#### Passage to read:
____

WARSAW (Reuters) - Polish Prime Minister Ewa Kopacz appointed a group of relative political unknowns to her cabinet on Monday in an effort to regain voters' trust and avoid defeat in a parliamentary election due later this year.
The appointments included a former Olympic rower, Adam Korol, who was named sports and tourism minister, and Marian Zembala, a celebrated heart surgeon, who is to be the new minister for health, Kopacz told a news conference.
Kopacz said in a televised address she had also picked Andrzej Czerwinski as the new treasury minister, whose job it is to oversee the state's shares in public companies.
Czerwinski, a member of parliament with Kopacz's centre-right Civic Platform party, is head of a parliamentary energy panel.
Last week, Kopacz purged several senior officials from her government, saying she needed to regain public trust. Many voters say the governing party is out of touch after eight years in power, and that they want to see new faces.
Civic Platform suffered an unexpected defeat last month when its candidate in the presidential election, incumbent Bronislaw Komorowski, lost to the candidate backed by the main opposition Law and Justice party.
Opinion polls show Civic Platform now trailing the more conservative Law and Justice party.
Announcing the new appointments, Kopacz said: "Each of these people ... knows what serving the community means, knows what hard work is and knows what it is to be acquainted with the problems of ordinary people."
Addressing voters directly, Kopacz appealed for their trust.
"That is why, here and now, I am issuing a declaration, that I and my ministers, day after day, 24 hours a day, through hard work, are going to earn that trust," she said.

____

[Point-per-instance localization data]
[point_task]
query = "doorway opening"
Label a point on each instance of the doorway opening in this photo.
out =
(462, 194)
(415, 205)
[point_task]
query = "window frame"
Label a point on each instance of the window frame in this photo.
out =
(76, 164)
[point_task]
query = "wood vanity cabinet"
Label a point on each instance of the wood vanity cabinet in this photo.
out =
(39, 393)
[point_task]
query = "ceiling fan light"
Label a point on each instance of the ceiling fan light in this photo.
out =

____

#### Requirement:
Answer these questions on the report about the Polish cabinet appointments, one answer per line, numbered 1. to 3.
1. Which ministry was Adam Korol named to lead?
2. What does the treasury minister oversee?
3. How long has Civic Platform been in power?
The items play no part in this exercise.

#### Your response:
1. Sports and tourism
2. The state's shares in public companies
3. Eight years